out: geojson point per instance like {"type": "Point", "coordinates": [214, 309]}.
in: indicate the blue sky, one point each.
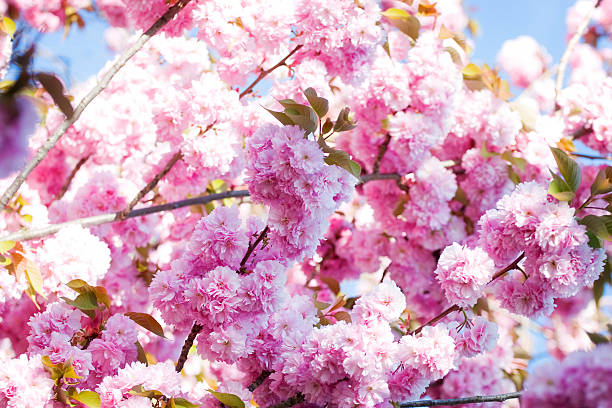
{"type": "Point", "coordinates": [83, 52]}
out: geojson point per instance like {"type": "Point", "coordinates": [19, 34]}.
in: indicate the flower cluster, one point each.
{"type": "Point", "coordinates": [558, 261]}
{"type": "Point", "coordinates": [286, 172]}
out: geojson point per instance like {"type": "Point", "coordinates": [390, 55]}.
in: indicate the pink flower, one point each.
{"type": "Point", "coordinates": [463, 273]}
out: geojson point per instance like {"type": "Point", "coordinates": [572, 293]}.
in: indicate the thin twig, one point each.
{"type": "Point", "coordinates": [71, 177]}
{"type": "Point", "coordinates": [27, 235]}
{"type": "Point", "coordinates": [382, 149]}
{"type": "Point", "coordinates": [379, 176]}
{"type": "Point", "coordinates": [251, 248]}
{"type": "Point", "coordinates": [588, 156]}
{"type": "Point", "coordinates": [195, 330]}
{"type": "Point", "coordinates": [296, 399]}
{"type": "Point", "coordinates": [568, 52]}
{"type": "Point", "coordinates": [259, 380]}
{"type": "Point", "coordinates": [265, 73]}
{"type": "Point", "coordinates": [151, 185]}
{"type": "Point", "coordinates": [459, 401]}
{"type": "Point", "coordinates": [455, 308]}
{"type": "Point", "coordinates": [91, 95]}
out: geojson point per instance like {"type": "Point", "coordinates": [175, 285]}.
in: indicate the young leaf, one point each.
{"type": "Point", "coordinates": [231, 400]}
{"type": "Point", "coordinates": [597, 338]}
{"type": "Point", "coordinates": [342, 159]}
{"type": "Point", "coordinates": [603, 182]}
{"type": "Point", "coordinates": [404, 21]}
{"type": "Point", "coordinates": [560, 190]}
{"type": "Point", "coordinates": [343, 123]}
{"type": "Point", "coordinates": [87, 398]}
{"type": "Point", "coordinates": [568, 167]}
{"type": "Point", "coordinates": [85, 301]}
{"type": "Point", "coordinates": [147, 321]}
{"type": "Point", "coordinates": [55, 88]}
{"type": "Point", "coordinates": [282, 118]}
{"type": "Point", "coordinates": [318, 104]}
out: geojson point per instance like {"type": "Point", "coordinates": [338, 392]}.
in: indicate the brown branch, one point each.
{"type": "Point", "coordinates": [568, 52]}
{"type": "Point", "coordinates": [71, 177]}
{"type": "Point", "coordinates": [27, 235]}
{"type": "Point", "coordinates": [456, 308]}
{"type": "Point", "coordinates": [151, 185]}
{"type": "Point", "coordinates": [91, 95]}
{"type": "Point", "coordinates": [296, 399]}
{"type": "Point", "coordinates": [195, 330]}
{"type": "Point", "coordinates": [259, 380]}
{"type": "Point", "coordinates": [251, 248]}
{"type": "Point", "coordinates": [459, 401]}
{"type": "Point", "coordinates": [266, 72]}
{"type": "Point", "coordinates": [382, 149]}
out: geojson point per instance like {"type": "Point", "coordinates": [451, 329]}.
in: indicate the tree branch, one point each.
{"type": "Point", "coordinates": [27, 235]}
{"type": "Point", "coordinates": [195, 330]}
{"type": "Point", "coordinates": [71, 177]}
{"type": "Point", "coordinates": [455, 308]}
{"type": "Point", "coordinates": [568, 52]}
{"type": "Point", "coordinates": [459, 401]}
{"type": "Point", "coordinates": [151, 185]}
{"type": "Point", "coordinates": [265, 73]}
{"type": "Point", "coordinates": [95, 91]}
{"type": "Point", "coordinates": [259, 380]}
{"type": "Point", "coordinates": [251, 248]}
{"type": "Point", "coordinates": [382, 149]}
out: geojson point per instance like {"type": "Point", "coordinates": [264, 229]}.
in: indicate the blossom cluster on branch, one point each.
{"type": "Point", "coordinates": [389, 223]}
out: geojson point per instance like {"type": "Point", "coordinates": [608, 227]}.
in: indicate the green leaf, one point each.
{"type": "Point", "coordinates": [231, 400]}
{"type": "Point", "coordinates": [147, 321]}
{"type": "Point", "coordinates": [404, 21]}
{"type": "Point", "coordinates": [327, 126]}
{"type": "Point", "coordinates": [318, 104]}
{"type": "Point", "coordinates": [87, 398]}
{"type": "Point", "coordinates": [513, 175]}
{"type": "Point", "coordinates": [568, 167]}
{"type": "Point", "coordinates": [78, 285]}
{"type": "Point", "coordinates": [516, 161]}
{"type": "Point", "coordinates": [55, 88]}
{"type": "Point", "coordinates": [560, 190]}
{"type": "Point", "coordinates": [342, 159]}
{"type": "Point", "coordinates": [282, 118]}
{"type": "Point", "coordinates": [85, 301]}
{"type": "Point", "coordinates": [485, 153]}
{"type": "Point", "coordinates": [597, 338]}
{"type": "Point", "coordinates": [8, 26]}
{"type": "Point", "coordinates": [344, 123]}
{"type": "Point", "coordinates": [603, 182]}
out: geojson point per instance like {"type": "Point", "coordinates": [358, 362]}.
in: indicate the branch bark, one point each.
{"type": "Point", "coordinates": [568, 52]}
{"type": "Point", "coordinates": [116, 217]}
{"type": "Point", "coordinates": [459, 401]}
{"type": "Point", "coordinates": [195, 330]}
{"type": "Point", "coordinates": [265, 73]}
{"type": "Point", "coordinates": [87, 99]}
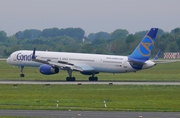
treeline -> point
(119, 42)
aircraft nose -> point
(8, 60)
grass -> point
(91, 97)
(161, 72)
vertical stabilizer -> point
(144, 49)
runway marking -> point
(87, 82)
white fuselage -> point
(100, 63)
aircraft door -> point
(125, 64)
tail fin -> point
(143, 50)
(157, 55)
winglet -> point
(157, 55)
(33, 55)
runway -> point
(88, 114)
(88, 82)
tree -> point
(3, 36)
(99, 35)
(118, 34)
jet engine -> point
(48, 70)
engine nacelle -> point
(88, 72)
(48, 70)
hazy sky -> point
(90, 15)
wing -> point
(63, 64)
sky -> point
(91, 15)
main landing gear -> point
(93, 78)
(70, 78)
(22, 74)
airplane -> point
(88, 64)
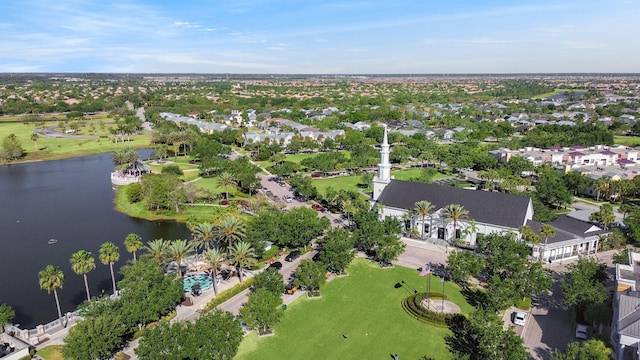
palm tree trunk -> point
(215, 287)
(86, 287)
(113, 278)
(55, 294)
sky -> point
(320, 36)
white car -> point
(581, 331)
(520, 318)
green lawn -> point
(627, 140)
(366, 307)
(54, 148)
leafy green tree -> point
(422, 208)
(230, 230)
(464, 264)
(157, 249)
(270, 279)
(178, 250)
(50, 279)
(483, 336)
(109, 254)
(6, 315)
(605, 215)
(310, 275)
(389, 248)
(96, 338)
(590, 349)
(584, 283)
(337, 250)
(11, 147)
(82, 262)
(214, 259)
(133, 243)
(215, 335)
(226, 179)
(241, 255)
(261, 310)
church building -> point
(487, 212)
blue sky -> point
(319, 36)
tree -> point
(12, 148)
(203, 234)
(310, 275)
(109, 254)
(81, 263)
(34, 138)
(591, 349)
(133, 243)
(229, 230)
(270, 279)
(462, 265)
(95, 338)
(547, 231)
(605, 215)
(157, 249)
(241, 255)
(455, 213)
(584, 283)
(423, 208)
(261, 310)
(337, 250)
(50, 279)
(6, 315)
(178, 250)
(214, 259)
(226, 179)
(215, 335)
(482, 337)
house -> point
(491, 212)
(625, 324)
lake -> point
(69, 200)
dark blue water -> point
(70, 200)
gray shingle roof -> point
(629, 314)
(486, 207)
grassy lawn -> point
(627, 140)
(54, 148)
(51, 352)
(365, 306)
(557, 91)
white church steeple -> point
(383, 178)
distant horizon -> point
(327, 37)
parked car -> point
(520, 318)
(292, 255)
(582, 331)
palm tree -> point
(422, 208)
(226, 179)
(157, 249)
(82, 262)
(109, 254)
(455, 213)
(133, 243)
(229, 230)
(214, 258)
(242, 255)
(203, 234)
(178, 250)
(547, 231)
(52, 278)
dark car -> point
(292, 255)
——
Write out the stretch of material from the line containing "distant horizon -> point" through the end of the material, copying each line exactly, with both ends included.

Correct result -
distant horizon -> point
(327, 37)
parked car -> point
(520, 318)
(292, 255)
(582, 331)
palm tree -> point
(422, 208)
(226, 179)
(157, 249)
(82, 262)
(109, 254)
(455, 213)
(133, 243)
(229, 230)
(214, 258)
(242, 255)
(203, 234)
(178, 250)
(547, 231)
(52, 278)
dark car -> point
(292, 255)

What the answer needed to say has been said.